▶ [Task statement]: Reproduce the closing run of lines below verbatim, from the line that contains "Target: rough rock surface" up to and including the final line.
----
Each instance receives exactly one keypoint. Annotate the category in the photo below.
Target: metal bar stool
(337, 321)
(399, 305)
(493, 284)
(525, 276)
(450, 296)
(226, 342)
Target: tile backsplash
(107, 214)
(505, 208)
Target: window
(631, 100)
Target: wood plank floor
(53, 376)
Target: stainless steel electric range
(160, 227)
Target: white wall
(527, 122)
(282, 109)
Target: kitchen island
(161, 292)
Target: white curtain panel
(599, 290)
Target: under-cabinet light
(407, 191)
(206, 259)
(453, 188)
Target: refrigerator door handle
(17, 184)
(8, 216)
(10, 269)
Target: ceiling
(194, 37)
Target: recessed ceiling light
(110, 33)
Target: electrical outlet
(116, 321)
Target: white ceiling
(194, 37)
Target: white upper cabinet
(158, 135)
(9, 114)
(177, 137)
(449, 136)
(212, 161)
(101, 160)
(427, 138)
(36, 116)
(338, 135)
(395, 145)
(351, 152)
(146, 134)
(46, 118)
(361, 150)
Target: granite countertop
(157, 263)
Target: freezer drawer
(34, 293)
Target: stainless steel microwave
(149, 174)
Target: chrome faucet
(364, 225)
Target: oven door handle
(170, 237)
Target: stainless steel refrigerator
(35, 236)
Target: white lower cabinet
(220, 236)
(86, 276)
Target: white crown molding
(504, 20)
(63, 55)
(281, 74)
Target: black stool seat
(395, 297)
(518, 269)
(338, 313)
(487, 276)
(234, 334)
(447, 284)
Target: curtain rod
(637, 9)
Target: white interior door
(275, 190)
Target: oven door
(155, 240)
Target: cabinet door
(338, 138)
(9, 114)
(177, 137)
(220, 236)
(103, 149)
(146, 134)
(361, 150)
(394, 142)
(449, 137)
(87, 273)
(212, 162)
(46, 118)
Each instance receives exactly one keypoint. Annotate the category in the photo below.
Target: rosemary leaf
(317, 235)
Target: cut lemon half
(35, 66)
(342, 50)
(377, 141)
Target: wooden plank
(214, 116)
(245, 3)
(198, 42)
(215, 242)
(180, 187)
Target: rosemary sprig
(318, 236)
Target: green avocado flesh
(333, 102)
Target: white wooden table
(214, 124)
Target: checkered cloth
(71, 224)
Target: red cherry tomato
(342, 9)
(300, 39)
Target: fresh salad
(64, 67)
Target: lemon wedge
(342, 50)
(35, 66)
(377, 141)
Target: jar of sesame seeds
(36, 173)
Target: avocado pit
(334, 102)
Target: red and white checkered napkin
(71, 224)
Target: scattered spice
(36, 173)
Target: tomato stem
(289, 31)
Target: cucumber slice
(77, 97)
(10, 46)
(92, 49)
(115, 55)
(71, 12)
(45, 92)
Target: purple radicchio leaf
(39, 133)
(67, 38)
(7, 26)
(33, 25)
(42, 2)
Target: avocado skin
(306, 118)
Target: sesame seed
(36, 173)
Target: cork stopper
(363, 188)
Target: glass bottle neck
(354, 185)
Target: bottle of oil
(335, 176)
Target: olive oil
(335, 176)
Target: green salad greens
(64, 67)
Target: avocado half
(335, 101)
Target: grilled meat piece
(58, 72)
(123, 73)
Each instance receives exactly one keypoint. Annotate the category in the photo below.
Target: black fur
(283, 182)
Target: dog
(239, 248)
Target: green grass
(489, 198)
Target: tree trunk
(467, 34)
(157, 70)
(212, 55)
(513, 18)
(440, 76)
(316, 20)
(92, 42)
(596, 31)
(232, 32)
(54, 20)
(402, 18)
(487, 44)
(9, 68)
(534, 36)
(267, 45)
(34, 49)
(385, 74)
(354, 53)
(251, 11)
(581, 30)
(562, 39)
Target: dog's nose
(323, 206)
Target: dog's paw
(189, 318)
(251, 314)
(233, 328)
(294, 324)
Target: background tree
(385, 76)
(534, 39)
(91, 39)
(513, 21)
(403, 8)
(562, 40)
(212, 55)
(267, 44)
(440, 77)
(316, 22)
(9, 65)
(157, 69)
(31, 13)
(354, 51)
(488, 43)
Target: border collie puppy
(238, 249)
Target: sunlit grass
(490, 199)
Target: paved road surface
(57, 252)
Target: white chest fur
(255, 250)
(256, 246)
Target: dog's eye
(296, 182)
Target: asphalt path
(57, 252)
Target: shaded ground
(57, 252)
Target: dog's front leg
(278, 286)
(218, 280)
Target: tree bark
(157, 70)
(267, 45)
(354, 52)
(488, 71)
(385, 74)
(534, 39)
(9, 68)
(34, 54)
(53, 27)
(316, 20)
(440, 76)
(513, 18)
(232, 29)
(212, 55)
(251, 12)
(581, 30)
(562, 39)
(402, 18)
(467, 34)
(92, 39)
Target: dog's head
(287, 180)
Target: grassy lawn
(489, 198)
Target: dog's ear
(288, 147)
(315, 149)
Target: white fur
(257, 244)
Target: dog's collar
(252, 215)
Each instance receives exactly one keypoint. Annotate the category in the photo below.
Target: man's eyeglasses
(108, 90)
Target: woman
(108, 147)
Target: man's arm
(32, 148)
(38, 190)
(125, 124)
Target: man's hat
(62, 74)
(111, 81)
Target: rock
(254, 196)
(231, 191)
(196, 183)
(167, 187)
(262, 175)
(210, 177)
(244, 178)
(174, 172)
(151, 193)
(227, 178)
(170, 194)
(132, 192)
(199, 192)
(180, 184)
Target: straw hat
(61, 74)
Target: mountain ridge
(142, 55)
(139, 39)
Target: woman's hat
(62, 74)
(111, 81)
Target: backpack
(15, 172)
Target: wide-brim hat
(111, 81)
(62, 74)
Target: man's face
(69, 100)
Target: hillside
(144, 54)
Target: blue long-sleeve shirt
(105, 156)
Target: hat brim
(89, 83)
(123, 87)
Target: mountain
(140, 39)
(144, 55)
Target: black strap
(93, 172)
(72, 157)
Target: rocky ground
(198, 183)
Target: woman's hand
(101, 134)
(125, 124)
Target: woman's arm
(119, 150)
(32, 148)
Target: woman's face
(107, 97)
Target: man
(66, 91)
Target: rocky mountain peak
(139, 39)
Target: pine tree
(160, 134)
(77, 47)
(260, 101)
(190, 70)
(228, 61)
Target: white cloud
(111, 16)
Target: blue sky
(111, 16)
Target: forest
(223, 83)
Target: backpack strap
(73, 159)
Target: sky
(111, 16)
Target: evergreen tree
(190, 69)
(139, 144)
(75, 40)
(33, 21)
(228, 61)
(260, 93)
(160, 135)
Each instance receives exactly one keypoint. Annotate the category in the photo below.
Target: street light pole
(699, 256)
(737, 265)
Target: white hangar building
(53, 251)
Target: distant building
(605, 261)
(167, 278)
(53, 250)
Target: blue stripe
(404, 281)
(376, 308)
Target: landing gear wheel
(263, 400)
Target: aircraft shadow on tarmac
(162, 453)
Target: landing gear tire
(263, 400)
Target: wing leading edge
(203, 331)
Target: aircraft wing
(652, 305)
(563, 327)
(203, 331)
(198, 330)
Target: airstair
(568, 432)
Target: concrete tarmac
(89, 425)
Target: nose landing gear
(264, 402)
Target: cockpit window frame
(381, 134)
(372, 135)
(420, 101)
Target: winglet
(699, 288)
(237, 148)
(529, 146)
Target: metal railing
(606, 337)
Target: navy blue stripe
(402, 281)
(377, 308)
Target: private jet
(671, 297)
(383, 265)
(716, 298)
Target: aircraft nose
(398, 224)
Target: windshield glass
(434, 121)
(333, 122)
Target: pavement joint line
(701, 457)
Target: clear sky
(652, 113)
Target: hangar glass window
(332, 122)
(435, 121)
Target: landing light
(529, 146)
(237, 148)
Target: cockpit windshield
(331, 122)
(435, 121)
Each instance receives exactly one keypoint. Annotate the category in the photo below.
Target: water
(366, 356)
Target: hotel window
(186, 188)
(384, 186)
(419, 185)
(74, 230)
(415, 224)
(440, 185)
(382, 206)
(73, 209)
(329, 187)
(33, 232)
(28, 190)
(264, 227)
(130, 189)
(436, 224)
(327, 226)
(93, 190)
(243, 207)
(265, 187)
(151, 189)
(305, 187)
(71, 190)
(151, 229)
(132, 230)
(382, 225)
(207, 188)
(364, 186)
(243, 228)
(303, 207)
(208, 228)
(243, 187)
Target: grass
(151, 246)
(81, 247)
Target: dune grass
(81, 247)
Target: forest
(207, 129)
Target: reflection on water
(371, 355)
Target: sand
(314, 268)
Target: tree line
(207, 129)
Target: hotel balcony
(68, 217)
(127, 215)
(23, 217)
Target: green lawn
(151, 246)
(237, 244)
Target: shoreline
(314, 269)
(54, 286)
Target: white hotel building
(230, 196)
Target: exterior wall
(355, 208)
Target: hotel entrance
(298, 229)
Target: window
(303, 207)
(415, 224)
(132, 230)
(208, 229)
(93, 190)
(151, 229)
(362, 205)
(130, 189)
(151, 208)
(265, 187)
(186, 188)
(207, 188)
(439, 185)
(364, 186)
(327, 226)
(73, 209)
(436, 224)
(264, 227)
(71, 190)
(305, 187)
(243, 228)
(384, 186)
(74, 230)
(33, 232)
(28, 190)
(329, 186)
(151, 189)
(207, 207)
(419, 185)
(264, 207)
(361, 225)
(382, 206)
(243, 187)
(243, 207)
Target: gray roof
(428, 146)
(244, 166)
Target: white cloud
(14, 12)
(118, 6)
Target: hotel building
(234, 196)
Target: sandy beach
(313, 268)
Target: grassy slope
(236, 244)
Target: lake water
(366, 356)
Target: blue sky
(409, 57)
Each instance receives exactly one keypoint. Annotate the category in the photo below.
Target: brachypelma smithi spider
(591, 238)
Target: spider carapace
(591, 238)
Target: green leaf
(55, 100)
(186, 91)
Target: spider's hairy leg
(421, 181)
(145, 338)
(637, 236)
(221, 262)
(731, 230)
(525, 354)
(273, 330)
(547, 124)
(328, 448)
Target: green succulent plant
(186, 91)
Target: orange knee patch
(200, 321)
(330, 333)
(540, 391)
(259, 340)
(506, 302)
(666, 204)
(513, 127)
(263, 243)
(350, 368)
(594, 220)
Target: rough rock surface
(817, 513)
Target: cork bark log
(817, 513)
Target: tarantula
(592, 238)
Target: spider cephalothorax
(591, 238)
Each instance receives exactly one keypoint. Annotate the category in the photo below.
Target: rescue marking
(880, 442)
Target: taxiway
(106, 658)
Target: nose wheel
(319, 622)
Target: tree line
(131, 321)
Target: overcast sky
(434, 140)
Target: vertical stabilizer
----
▶ [Completed exercise]:
Target: rough rock surface
(817, 513)
Target: cork bark log
(817, 513)
Target: tarantula
(592, 238)
Target: spider cephalothorax
(591, 238)
Each instance receives exactly one keypoint. Annotate the category in the photo below.
Target: rescue marking
(880, 442)
Target: taxiway
(106, 658)
Target: nose wheel
(319, 622)
Target: tree line
(131, 321)
Target: overcast sky
(434, 140)
Target: vertical stabilizer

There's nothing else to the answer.